#### [Task goal]
Each line of the records that includes "cloudy" should be found and copied.

#### [Data under study]
[Start of Attachment]

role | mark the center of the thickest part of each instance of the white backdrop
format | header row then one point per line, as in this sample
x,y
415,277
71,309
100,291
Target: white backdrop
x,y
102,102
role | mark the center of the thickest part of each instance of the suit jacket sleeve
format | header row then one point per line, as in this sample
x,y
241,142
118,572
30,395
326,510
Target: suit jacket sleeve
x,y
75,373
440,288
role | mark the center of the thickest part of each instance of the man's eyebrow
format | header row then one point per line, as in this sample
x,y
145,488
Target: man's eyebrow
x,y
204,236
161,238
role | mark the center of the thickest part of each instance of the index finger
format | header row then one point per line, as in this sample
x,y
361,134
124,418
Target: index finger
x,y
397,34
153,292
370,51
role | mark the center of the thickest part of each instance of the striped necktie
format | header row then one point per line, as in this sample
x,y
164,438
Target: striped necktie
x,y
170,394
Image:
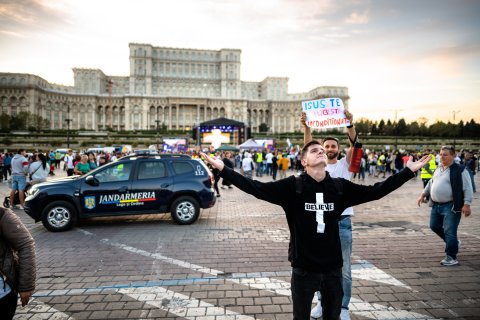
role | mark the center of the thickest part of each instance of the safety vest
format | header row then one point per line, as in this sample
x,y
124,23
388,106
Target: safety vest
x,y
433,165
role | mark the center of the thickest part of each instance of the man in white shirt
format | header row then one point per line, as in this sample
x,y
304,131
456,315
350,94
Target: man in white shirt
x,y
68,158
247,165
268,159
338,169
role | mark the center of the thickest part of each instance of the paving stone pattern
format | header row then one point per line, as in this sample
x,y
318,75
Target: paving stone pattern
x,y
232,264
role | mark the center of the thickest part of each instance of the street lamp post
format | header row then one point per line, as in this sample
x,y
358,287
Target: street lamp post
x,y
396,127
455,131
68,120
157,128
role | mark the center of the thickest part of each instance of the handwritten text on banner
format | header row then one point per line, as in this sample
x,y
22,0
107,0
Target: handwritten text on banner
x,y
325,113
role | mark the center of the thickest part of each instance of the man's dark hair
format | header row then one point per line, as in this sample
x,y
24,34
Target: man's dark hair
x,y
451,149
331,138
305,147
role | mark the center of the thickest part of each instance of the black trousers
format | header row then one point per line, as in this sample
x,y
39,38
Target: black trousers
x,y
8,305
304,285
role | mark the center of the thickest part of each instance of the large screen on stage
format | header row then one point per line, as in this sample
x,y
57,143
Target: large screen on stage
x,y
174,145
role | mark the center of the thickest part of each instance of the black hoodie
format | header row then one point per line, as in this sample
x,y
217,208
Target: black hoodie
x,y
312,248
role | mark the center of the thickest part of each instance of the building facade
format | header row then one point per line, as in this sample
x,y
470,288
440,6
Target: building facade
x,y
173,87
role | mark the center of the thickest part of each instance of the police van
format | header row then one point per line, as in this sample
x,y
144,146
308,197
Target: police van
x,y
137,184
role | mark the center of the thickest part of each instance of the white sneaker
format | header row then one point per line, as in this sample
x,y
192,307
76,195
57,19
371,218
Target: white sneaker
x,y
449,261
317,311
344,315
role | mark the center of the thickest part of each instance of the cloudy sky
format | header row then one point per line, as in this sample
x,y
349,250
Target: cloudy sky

[End of Attachment]
[Start of Attachment]

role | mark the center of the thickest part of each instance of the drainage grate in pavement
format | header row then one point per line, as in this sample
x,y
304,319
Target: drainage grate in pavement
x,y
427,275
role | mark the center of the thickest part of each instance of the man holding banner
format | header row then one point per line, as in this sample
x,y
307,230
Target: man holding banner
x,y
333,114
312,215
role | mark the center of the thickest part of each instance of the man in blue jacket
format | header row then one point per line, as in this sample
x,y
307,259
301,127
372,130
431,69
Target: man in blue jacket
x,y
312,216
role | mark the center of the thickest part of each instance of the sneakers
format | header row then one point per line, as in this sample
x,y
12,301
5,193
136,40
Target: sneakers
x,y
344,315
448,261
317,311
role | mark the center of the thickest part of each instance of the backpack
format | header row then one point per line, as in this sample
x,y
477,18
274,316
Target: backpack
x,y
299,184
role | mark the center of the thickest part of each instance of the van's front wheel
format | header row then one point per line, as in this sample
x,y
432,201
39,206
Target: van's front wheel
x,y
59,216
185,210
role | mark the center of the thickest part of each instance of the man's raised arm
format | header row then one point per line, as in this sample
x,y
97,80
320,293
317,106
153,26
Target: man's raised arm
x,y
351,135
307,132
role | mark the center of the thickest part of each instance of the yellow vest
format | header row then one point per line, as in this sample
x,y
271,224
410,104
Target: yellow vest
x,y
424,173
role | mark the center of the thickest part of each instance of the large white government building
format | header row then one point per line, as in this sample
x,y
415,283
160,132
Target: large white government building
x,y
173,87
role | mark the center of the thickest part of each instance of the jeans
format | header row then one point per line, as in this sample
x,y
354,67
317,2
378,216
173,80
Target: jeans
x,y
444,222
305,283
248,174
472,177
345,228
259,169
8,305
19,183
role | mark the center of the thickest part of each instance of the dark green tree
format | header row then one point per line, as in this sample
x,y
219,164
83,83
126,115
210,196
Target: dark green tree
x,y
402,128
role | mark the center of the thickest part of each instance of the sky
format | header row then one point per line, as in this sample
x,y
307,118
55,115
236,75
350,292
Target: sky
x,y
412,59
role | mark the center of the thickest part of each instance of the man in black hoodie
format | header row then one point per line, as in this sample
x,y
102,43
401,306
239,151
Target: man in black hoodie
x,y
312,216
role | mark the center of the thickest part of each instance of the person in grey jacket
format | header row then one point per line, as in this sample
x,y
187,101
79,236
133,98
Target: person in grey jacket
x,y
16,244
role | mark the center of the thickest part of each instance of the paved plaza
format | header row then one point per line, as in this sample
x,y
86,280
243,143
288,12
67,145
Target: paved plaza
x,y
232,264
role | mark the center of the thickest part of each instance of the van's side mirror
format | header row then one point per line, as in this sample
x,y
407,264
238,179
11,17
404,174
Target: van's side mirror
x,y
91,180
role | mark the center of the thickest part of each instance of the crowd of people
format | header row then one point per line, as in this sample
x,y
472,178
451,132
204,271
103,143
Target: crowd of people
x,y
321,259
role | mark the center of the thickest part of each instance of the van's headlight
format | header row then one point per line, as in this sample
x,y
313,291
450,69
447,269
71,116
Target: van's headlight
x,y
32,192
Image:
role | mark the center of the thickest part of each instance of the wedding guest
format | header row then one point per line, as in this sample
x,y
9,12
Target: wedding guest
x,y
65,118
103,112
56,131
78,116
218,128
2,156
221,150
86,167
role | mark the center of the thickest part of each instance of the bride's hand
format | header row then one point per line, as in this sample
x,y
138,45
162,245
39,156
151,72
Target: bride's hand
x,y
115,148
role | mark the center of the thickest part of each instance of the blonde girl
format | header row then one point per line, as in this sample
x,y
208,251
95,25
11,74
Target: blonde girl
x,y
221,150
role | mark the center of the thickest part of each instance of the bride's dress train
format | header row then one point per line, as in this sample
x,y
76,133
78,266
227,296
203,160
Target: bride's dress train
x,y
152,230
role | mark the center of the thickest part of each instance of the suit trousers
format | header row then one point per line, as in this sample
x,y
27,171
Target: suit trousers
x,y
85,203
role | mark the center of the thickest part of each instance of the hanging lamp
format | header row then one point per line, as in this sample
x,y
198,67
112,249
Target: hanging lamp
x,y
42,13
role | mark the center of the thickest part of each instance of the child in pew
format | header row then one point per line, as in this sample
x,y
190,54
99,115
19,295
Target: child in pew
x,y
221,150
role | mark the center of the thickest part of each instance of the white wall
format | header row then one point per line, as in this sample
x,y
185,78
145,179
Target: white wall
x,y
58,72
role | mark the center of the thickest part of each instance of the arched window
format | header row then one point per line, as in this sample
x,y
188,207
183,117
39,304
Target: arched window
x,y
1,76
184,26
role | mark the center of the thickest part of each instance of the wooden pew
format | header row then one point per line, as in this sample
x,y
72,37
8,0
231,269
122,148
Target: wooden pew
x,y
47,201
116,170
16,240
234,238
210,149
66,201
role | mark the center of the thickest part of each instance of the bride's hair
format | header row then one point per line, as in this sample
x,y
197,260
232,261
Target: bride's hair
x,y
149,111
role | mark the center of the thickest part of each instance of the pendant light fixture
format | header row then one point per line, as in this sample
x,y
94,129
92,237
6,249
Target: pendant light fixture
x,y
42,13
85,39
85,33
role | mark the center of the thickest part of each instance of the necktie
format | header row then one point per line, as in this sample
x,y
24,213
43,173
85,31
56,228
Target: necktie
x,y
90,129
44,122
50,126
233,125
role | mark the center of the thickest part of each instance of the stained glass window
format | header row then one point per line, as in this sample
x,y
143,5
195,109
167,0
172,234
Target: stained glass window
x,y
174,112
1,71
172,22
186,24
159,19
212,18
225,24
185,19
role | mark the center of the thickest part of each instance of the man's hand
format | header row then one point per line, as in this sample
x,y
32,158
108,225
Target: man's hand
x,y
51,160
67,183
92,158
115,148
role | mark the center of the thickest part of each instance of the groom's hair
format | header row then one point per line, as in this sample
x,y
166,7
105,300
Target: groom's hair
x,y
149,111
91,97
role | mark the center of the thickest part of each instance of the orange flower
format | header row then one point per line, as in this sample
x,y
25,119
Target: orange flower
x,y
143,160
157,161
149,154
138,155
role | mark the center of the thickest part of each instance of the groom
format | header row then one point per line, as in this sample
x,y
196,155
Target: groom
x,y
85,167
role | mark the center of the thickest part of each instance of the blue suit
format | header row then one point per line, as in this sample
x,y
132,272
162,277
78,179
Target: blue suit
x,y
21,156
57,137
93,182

[End of Attachment]

#### [Result for this task]
role | mark the center of the thickest part of each instance of the cloudy sky
Target: cloudy sky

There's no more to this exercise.